## Saved data entries
----

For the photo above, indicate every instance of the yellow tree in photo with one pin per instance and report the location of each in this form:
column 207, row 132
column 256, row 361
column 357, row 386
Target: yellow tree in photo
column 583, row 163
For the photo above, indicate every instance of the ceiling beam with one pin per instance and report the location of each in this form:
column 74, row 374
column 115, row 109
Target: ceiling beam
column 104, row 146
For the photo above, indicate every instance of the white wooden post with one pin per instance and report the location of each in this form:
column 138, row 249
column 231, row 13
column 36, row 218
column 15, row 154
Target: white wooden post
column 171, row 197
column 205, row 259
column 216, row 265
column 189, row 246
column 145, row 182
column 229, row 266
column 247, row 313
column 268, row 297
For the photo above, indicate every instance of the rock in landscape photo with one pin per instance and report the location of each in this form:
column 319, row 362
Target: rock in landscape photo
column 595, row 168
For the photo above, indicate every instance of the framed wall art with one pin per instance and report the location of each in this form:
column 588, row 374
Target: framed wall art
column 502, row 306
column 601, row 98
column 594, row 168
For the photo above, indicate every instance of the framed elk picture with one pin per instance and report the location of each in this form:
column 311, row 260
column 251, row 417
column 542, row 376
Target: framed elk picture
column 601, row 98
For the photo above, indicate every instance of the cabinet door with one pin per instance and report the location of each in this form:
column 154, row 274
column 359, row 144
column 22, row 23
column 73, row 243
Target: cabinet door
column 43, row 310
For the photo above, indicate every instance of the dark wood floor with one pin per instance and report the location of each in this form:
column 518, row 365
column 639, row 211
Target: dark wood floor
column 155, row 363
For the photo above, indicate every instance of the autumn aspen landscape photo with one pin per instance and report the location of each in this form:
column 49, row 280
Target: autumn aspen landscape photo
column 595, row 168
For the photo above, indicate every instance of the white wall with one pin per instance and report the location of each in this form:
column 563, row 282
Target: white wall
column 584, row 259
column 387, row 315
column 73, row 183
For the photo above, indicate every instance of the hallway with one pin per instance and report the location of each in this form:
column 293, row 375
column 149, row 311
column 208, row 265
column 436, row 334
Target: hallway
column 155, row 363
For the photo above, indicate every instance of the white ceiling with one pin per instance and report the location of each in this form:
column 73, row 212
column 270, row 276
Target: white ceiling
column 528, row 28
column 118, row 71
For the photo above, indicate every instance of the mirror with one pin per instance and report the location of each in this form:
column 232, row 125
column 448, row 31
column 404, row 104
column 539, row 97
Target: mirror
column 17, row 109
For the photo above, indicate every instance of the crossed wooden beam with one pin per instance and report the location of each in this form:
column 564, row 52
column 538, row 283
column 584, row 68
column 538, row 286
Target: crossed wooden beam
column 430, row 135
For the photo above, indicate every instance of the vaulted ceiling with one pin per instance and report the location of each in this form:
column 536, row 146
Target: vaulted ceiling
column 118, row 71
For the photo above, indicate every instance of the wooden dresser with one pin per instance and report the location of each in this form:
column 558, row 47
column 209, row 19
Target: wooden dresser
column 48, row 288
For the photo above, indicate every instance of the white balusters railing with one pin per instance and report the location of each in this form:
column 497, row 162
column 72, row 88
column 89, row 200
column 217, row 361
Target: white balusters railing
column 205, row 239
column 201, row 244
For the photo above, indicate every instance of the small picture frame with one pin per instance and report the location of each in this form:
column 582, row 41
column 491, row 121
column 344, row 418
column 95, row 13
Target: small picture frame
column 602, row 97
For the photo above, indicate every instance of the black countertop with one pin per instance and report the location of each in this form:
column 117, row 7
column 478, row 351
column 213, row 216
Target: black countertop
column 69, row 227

----

## REQUEST
Starting at the line that contains "For the photo above, indicate every instance of the wooden", output each remaining line of the listing, the last line included, exactly as it appears.

## ANSWER TO THIS TASK
For the photo above, indicate every instance of the wooden dresser with one pin per instance and report the location of each in this form:
column 558, row 47
column 209, row 19
Target: wooden dresser
column 48, row 288
For the photo above, indicate every instance of the white balusters railing with one pin per instance and report the location of each in this form:
column 497, row 162
column 72, row 88
column 89, row 200
column 217, row 361
Target: white balusters railing
column 205, row 239
column 201, row 244
For the photo above, indicate every instance of the small picture frame with one pin per instance and report the location of each in this form:
column 582, row 41
column 491, row 121
column 344, row 418
column 95, row 13
Target: small picture frame
column 602, row 97
For the photo above, indicate every instance of the black countertop with one pin per instance and report the location of each in this form:
column 117, row 7
column 478, row 351
column 213, row 216
Target: black countertop
column 69, row 227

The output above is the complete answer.